## Work instruction
A verbatim copy of the listing is needed; pictures are to be left out.

## Records to use
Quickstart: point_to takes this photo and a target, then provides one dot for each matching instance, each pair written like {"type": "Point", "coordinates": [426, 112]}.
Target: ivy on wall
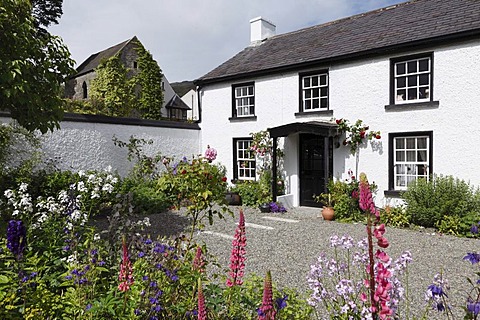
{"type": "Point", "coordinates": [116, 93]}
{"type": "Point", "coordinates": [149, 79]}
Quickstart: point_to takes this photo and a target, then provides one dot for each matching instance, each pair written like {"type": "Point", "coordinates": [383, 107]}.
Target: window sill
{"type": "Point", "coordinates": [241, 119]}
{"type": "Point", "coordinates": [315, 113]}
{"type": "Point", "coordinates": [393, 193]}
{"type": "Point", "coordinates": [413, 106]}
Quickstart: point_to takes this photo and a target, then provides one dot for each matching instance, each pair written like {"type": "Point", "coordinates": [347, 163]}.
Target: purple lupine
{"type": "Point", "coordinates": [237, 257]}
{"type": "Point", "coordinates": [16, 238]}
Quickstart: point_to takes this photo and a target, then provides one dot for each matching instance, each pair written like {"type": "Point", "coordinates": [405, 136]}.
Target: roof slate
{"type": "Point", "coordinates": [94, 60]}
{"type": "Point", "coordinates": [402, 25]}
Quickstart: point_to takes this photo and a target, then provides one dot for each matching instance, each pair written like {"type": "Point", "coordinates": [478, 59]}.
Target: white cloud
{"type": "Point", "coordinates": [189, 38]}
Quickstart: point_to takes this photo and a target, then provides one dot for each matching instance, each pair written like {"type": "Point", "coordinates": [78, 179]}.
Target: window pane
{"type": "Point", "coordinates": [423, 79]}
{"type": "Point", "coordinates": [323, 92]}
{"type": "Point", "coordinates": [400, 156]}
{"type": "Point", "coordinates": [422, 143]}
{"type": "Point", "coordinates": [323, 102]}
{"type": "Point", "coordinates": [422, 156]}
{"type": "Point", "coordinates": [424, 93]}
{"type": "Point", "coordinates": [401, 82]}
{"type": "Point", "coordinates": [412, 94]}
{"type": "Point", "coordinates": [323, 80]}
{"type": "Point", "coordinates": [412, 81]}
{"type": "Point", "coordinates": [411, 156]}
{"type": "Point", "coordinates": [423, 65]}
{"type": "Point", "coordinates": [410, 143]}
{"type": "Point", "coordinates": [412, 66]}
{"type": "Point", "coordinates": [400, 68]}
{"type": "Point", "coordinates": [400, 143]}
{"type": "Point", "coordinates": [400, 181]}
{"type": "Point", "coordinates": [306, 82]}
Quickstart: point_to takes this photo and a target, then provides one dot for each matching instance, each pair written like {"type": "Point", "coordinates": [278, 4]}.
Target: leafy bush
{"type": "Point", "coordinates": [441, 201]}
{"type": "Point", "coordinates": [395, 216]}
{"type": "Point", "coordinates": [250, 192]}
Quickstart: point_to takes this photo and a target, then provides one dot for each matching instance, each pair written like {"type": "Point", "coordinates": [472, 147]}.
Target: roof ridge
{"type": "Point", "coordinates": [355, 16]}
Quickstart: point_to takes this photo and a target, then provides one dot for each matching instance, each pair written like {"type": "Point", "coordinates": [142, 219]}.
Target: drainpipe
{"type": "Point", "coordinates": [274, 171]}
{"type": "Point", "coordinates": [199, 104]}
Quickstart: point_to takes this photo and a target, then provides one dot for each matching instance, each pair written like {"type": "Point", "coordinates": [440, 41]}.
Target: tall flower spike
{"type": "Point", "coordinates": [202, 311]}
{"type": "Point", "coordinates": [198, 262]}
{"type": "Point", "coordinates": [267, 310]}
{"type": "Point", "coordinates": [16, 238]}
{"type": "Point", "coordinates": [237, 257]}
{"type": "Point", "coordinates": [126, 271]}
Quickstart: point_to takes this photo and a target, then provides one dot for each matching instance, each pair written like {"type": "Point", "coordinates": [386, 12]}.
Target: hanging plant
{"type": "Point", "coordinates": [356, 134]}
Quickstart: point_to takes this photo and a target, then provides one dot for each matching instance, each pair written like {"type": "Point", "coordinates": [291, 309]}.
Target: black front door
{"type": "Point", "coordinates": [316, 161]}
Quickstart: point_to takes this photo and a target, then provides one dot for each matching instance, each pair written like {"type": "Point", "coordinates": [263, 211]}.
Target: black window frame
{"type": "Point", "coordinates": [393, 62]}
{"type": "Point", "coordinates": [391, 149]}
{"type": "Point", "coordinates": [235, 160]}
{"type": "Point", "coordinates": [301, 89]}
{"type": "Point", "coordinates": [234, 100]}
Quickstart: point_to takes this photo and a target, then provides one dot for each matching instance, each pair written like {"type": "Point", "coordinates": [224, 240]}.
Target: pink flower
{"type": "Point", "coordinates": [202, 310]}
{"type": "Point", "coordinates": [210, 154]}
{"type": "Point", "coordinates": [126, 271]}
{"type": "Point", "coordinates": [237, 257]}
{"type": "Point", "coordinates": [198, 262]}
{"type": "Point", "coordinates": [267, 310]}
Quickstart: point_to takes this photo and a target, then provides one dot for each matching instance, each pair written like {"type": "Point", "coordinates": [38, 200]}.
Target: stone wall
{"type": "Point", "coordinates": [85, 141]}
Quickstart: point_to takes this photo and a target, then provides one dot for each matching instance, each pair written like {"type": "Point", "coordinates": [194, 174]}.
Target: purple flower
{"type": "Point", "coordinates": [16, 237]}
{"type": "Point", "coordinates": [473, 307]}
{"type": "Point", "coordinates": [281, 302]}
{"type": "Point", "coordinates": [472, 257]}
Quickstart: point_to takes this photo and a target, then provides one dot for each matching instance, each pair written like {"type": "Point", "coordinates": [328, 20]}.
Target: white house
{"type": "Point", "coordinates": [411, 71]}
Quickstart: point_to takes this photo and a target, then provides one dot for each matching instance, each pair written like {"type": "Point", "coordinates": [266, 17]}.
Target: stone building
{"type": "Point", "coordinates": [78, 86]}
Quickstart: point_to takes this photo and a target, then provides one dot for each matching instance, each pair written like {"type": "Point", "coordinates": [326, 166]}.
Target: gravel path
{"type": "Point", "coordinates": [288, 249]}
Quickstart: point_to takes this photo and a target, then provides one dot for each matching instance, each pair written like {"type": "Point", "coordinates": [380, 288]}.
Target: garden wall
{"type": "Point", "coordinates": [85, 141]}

## Solution
Quickstart: point_to takes this photo and a target, then provides one dot for each matching instance, each pair written like {"type": "Point", "coordinates": [426, 112]}.
Target: ivy on wall
{"type": "Point", "coordinates": [116, 93]}
{"type": "Point", "coordinates": [149, 79]}
Quickstart: point_to takes this photo and a target, then provides one dot for each matching instance, each pair written like {"type": "Point", "coordinates": [383, 107]}.
Target: window sill
{"type": "Point", "coordinates": [241, 119]}
{"type": "Point", "coordinates": [315, 113]}
{"type": "Point", "coordinates": [393, 193]}
{"type": "Point", "coordinates": [413, 106]}
Quickstart: point_to takes this photo and a target, then provides one dot for each matching instance, each pair written like {"type": "Point", "coordinates": [347, 163]}.
Target: purple lupine
{"type": "Point", "coordinates": [237, 257]}
{"type": "Point", "coordinates": [16, 238]}
Quickstart: point_to takes this photo and a target, then provides one dot for each matching instance, each pair written like {"type": "Point", "coordinates": [405, 136]}.
Target: roof slate
{"type": "Point", "coordinates": [94, 60]}
{"type": "Point", "coordinates": [402, 25]}
Quickstart: point_to takes this photo and a target, then provides one dot for each matching instance, each pair written like {"type": "Point", "coordinates": [478, 59]}.
Target: white cloud
{"type": "Point", "coordinates": [189, 38]}
Quickstart: point_to takes this photo and a target, then provides one dot for each matching instance, each pair written like {"type": "Point", "coordinates": [78, 179]}.
Target: window pane
{"type": "Point", "coordinates": [423, 79]}
{"type": "Point", "coordinates": [323, 92]}
{"type": "Point", "coordinates": [400, 156]}
{"type": "Point", "coordinates": [422, 143]}
{"type": "Point", "coordinates": [323, 102]}
{"type": "Point", "coordinates": [422, 156]}
{"type": "Point", "coordinates": [424, 93]}
{"type": "Point", "coordinates": [401, 82]}
{"type": "Point", "coordinates": [412, 94]}
{"type": "Point", "coordinates": [323, 80]}
{"type": "Point", "coordinates": [412, 81]}
{"type": "Point", "coordinates": [411, 156]}
{"type": "Point", "coordinates": [423, 65]}
{"type": "Point", "coordinates": [410, 143]}
{"type": "Point", "coordinates": [412, 66]}
{"type": "Point", "coordinates": [400, 68]}
{"type": "Point", "coordinates": [400, 143]}
{"type": "Point", "coordinates": [400, 181]}
{"type": "Point", "coordinates": [306, 82]}
Quickstart: point_to takes this photo and a target, then provides one dot for each matching instance, each pair written like {"type": "Point", "coordinates": [278, 4]}.
Target: leafy bush
{"type": "Point", "coordinates": [441, 201]}
{"type": "Point", "coordinates": [395, 216]}
{"type": "Point", "coordinates": [250, 192]}
Quickstart: point_to takes this photo and a target, then provides one dot for each matching instance, each pair written like {"type": "Point", "coordinates": [472, 147]}.
Target: roof ridge
{"type": "Point", "coordinates": [355, 16]}
Quickstart: point_to takes this photo and a target, then provides one dot for each matching instance, each pair written like {"type": "Point", "coordinates": [142, 219]}.
Target: drainpipe
{"type": "Point", "coordinates": [274, 171]}
{"type": "Point", "coordinates": [199, 104]}
Quickstart: point_to takes this photo and a target, then provides one dot for each matching instance, each pair written like {"type": "Point", "coordinates": [440, 41]}.
Target: tall flower spike
{"type": "Point", "coordinates": [202, 311]}
{"type": "Point", "coordinates": [198, 262]}
{"type": "Point", "coordinates": [267, 310]}
{"type": "Point", "coordinates": [16, 238]}
{"type": "Point", "coordinates": [237, 257]}
{"type": "Point", "coordinates": [126, 271]}
Quickstart: point_to takes this photo and a target, then provides one dot for each matching instance, each pair written like {"type": "Point", "coordinates": [386, 12]}.
Target: hanging plant
{"type": "Point", "coordinates": [356, 134]}
Quickstart: point_to takes this photo and a target, then provides one dot for each matching instance, each pair written like {"type": "Point", "coordinates": [291, 309]}.
Target: black front door
{"type": "Point", "coordinates": [316, 161]}
Quickstart: point_to takes this photo and a target, then provides one dot for each matching instance, each pair written like {"type": "Point", "coordinates": [263, 211]}.
Target: black window frame
{"type": "Point", "coordinates": [393, 62]}
{"type": "Point", "coordinates": [391, 149]}
{"type": "Point", "coordinates": [235, 160]}
{"type": "Point", "coordinates": [301, 89]}
{"type": "Point", "coordinates": [234, 100]}
Quickstart: point_to takes this photo and a target, then provides one dot for each matching instance, each pair written like {"type": "Point", "coordinates": [224, 240]}.
Target: pink flower
{"type": "Point", "coordinates": [202, 310]}
{"type": "Point", "coordinates": [210, 154]}
{"type": "Point", "coordinates": [126, 271]}
{"type": "Point", "coordinates": [237, 257]}
{"type": "Point", "coordinates": [198, 262]}
{"type": "Point", "coordinates": [267, 310]}
Quickstart: point_to takes this photo and a target, then provides one dot for each matching instance, each pair written like {"type": "Point", "coordinates": [38, 200]}.
Target: stone wall
{"type": "Point", "coordinates": [85, 141]}
Quickstart: point_to takes this photo and a target, then provides one dot for each matching instance, each pair written like {"type": "Point", "coordinates": [194, 174]}.
Target: purple flower
{"type": "Point", "coordinates": [16, 237]}
{"type": "Point", "coordinates": [473, 307]}
{"type": "Point", "coordinates": [281, 302]}
{"type": "Point", "coordinates": [472, 257]}
Quickstart: point_to takes this photo and a target, then provides one dot for each matching instance, each pair written like {"type": "Point", "coordinates": [328, 20]}.
Target: white house
{"type": "Point", "coordinates": [411, 71]}
Quickstart: point_to takes this photo and a target, then provides one dot for each matching instance, each pair written like {"type": "Point", "coordinates": [266, 17]}.
Target: stone building
{"type": "Point", "coordinates": [78, 86]}
Quickstart: point_to takes this photo and a target, then provides one dot for each matching instance, each pair written like {"type": "Point", "coordinates": [326, 166]}.
Target: gravel path
{"type": "Point", "coordinates": [288, 249]}
Quickstart: point_to takes this photo and a target, then provides one dot for each matching instance, each pair written like {"type": "Point", "coordinates": [380, 288]}.
Target: garden wall
{"type": "Point", "coordinates": [85, 141]}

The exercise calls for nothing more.